- [What to do]:
Can you reproduce the passage of the airfare article word for word, starting at "But he is not" and ending at "during the pandemic."?

- [Excerpt]:
Friday, 27 May, 2022

Flight on Middle-East Route

No respite from high airfare

No respite from high airfare

Popular News

Hadiul Islam, a Bangladeshi expatriate, came home from Saudi Arabia on a vacation in February, 2020.

Like many, he could not return workplace due to the outbreak of coronavirus. Islam has reestablished contact with his employer after around two years and managed an assurance of reemployment. But what comes as the main hurdle for him now to return to workplace is the high airfare.

Hailing from Tangail’s Kalihati, Islam is now in Dhaka following his employer’s instruction to join the workplace by the first week of February.

But he is not sure whether he would be able to return to his workplace in time or not as air ticket price on Dhaka-Riyadh route is beyond his capacity.

“All Bangladesh Biman tickets to Saudi Arabia are booked till February. I went to Emirates, Saudia and Qatar Airways offices but they asked for Tk 111,214, Tk 133,109 and Tk 124,975 respectively for an economy class ticket for January 31,” Hadiul Islam said to this correspondent.

Unemployed in the last two years, he is now unable to pay such a huge amount as airfare as he spent most of his savings during the pandemic.

He recalled when he came home the fare was only Tk 34,500.

“I don’t get much salary. How can I buy a ticket at such a high price? I see no way but to borrow. If I borrow, how I will run my family,” said Islam standing in front of Saudia office in Dhaka on Monday.

Like him, most of the Middle East bound passengers, especially expatriate workers, have been feeling the pinch of hikes in air ticket prices and passing a hapless situation since last two months.

Expatriates’ Welfare and Overseas Employment Minister Imran Ahmad expressed annoyance after repeatedly requesting the Ministry of Civil Aviation and Tourism to look into the matter.

- [Data to examine]:
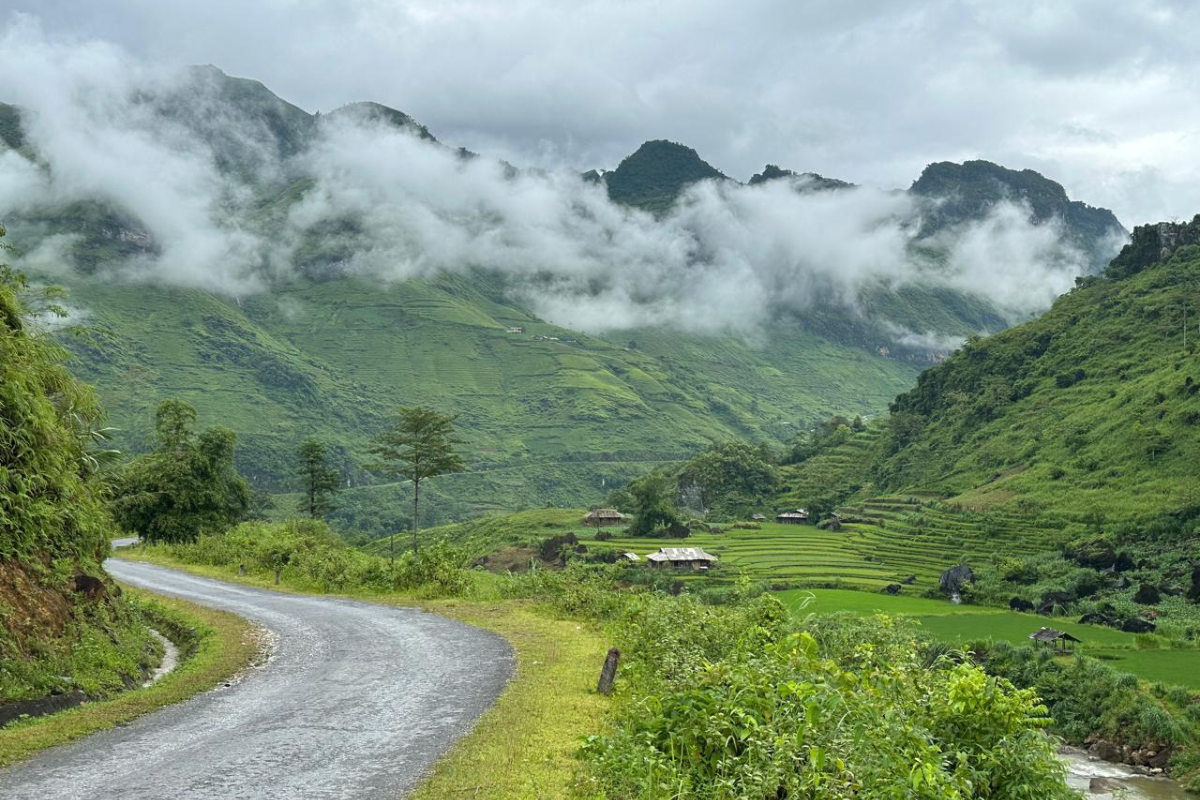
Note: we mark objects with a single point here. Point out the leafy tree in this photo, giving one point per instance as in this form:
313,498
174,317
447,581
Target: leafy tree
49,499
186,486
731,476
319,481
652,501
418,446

* * *

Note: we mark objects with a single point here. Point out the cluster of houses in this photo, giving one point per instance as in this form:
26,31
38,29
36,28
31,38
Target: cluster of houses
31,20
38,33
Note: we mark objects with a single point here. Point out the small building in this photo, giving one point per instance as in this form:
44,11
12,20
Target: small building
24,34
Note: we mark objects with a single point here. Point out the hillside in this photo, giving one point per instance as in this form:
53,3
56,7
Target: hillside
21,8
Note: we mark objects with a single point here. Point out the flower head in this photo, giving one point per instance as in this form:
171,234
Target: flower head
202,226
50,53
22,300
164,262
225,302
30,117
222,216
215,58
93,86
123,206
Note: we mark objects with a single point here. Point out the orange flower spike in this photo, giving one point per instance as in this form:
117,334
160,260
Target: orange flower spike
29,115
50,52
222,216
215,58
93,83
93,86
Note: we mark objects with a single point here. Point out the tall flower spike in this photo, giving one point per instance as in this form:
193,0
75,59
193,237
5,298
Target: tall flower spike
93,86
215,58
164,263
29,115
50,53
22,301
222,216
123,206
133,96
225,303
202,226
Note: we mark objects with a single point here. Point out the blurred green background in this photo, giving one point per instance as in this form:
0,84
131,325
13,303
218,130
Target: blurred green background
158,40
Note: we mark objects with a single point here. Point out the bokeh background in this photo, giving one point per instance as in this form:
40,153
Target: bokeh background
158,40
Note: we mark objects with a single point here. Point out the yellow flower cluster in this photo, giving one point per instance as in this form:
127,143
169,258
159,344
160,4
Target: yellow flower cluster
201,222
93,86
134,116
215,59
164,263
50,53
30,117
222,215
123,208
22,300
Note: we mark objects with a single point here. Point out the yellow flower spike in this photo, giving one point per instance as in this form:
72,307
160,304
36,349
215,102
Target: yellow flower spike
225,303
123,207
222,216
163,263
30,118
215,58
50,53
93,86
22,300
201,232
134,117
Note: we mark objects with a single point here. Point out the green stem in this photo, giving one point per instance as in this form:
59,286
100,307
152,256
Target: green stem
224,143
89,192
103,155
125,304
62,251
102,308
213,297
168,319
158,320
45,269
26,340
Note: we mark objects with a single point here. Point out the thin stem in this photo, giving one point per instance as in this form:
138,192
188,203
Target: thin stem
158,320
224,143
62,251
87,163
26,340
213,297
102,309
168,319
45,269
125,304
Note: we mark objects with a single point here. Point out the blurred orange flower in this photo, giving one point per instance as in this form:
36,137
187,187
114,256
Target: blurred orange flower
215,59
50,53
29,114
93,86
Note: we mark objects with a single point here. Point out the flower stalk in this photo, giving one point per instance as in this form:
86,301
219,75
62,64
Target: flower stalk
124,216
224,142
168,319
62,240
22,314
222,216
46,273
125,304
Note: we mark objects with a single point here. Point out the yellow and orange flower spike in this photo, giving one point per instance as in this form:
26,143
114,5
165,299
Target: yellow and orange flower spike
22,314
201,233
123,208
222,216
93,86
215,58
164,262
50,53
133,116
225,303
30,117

- [Output below]:
But he is not sure whether he would be able to return to his workplace in time or not as air ticket price on Dhaka-Riyadh route is beyond his capacity.

“All Bangladesh Biman tickets to Saudi Arabia are booked till February. I went to Emirates, Saudia and Qatar Airways offices but they asked for Tk 111,214, Tk 133,109 and Tk 124,975 respectively for an economy class ticket for January 31,” Hadiul Islam said to this correspondent.

Unemployed in the last two years, he is now unable to pay such a huge amount as airfare as he spent most of his savings during the pandemic.